◆ Extrait du document ◆
========
Conflit en Ukraine

La Russie étend sa menace à d'autres territoires que l'est

  • Publié le 20 juillet 2022 à 18:01
  • Actualisé le 20 juillet 2022 à 18:14

La Russie a étendu mercredi ses objectifs à d'autres territoires que ceux de l'est de Ukraine et le bassin du Donbass, toujours bombardé dans une guerre qui prive une partie du monde de céréales et menace l'Europe de pénuries de gaz.

Après presque cinq mois de guerre, le chef de la diplomatie russe Sergueï Lavrov a affirmé que les objectifs militaires de la Russie en Ukraine ne se limitaient plus uniquement à l'est du pays, mais concernaient également "d'autres territoires" et pourraient encore s'étendre.

Sergueï Lavrov a justifié ce changement par une "géographie différente" par rapport à la situation sur le terrain à la fin mars.
========
◆ Extrait de données ◆
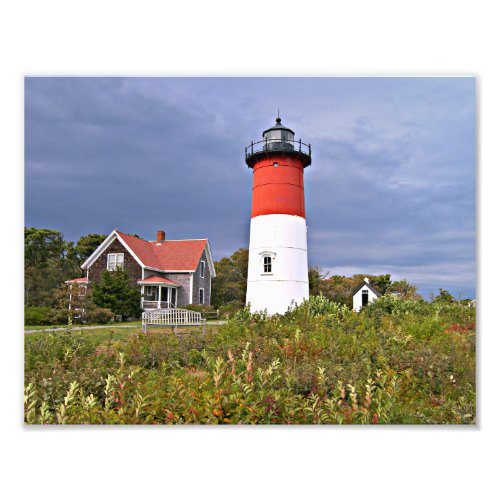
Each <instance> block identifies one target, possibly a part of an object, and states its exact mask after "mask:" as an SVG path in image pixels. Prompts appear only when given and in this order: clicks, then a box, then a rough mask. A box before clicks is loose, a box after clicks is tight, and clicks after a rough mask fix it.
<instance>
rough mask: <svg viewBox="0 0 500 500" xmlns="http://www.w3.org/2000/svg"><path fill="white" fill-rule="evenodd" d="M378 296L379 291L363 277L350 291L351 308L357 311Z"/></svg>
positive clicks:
========
◆ Action requise 1 ◆
Dans l'article sur le conflit en Ukraine, par quoi Sergueï Lavrov a-t-il justifié l'extension des objectifs russes ?
◆ Action requise 2 ◆
Poursuivez l'article sur le conflit en Ukraine à la suite de sa dernière phrase.

◆ Réponse 1 ◆
Il l'a justifiée par une « géographie différente » par rapport à la situation sur le terrain à la fin mars.

◆ Réponse 2 ◆
Partie à l'offensive le 24 février, la Russie avait dit vouloir se concentrer sur le bassin du Donbass, une région minière en partie contrôlée par des séparatistes prorusses depuis 2014, après avoir notamment échoué à prendre Kiev, la capitale ukrainienne.

"Ce ne sont plus seulement les républiques populaires de Donetsk et Lougansk (territoires séparatistes de l'est de l'Ukraine, ndlr), ce sont aussi les régions de Kherson et Zaporijjia (dans le sud, ndlr) et une série d'autres territoires, et ce processus continue, de façon constante", a déclaré M. Lavrov à l'agence de presse Ria-Novosti et la chaîne RT.

M. Lavrov a aussi déclaré que mener des pourparlers avec Kiev n'aurait "aucun sens dans la situation actuelle", estimant que de précédents contacts avaient "seulement révélé l'absence de volonté, chez la partie ukrainienne, de discuter sérieusement de quoi que ce soit".

- Gains dans le Donbass -

Moscou a enregistré des gains ces dernières semaines dans le Donbass, en faisant notamment sauter le double verrou de Severodonetsk et Lyssytchansk, deux villes de la région de Lougansk, ce qui lui a dégagé la voie pour tenter d'avancer vers les villes de Kramatorsk et de Sloviansk, plus à l'ouest dans la région de Donetsk.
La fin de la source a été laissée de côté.